Exercise task
Filter the material below, keeping every line that contains the string "lapel", and reproduce those lines unchanged.

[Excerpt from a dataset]
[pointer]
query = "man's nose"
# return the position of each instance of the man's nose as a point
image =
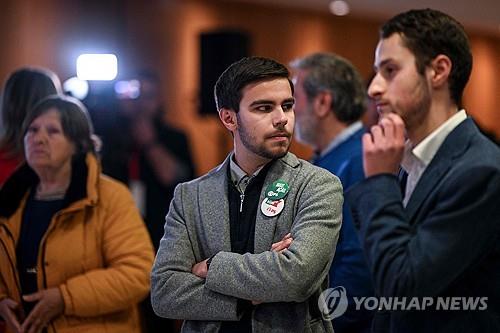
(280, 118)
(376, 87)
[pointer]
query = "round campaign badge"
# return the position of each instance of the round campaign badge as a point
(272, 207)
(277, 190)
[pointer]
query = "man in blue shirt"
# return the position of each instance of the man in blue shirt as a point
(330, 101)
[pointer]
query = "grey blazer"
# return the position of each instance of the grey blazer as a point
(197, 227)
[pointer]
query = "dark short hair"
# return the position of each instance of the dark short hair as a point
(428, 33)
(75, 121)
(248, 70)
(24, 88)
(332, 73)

---

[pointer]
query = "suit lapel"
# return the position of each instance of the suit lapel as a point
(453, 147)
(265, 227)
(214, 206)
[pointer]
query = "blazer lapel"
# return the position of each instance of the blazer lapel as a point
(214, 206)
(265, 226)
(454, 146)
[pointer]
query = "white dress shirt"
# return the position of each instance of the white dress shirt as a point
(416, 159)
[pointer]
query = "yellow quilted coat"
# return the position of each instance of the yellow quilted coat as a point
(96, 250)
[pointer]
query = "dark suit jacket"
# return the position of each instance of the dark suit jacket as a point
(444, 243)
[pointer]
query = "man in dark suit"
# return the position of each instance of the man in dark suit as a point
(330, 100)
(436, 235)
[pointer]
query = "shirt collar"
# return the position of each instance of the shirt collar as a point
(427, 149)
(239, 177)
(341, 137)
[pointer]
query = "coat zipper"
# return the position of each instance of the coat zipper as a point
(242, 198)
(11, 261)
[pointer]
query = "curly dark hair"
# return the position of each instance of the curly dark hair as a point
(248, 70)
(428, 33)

Expected answer
query = "suit lapel"
# return the position of each instance of the suit lapel as a point
query = "blazer lapel"
# return the position of each instance of the blazer lapel as a point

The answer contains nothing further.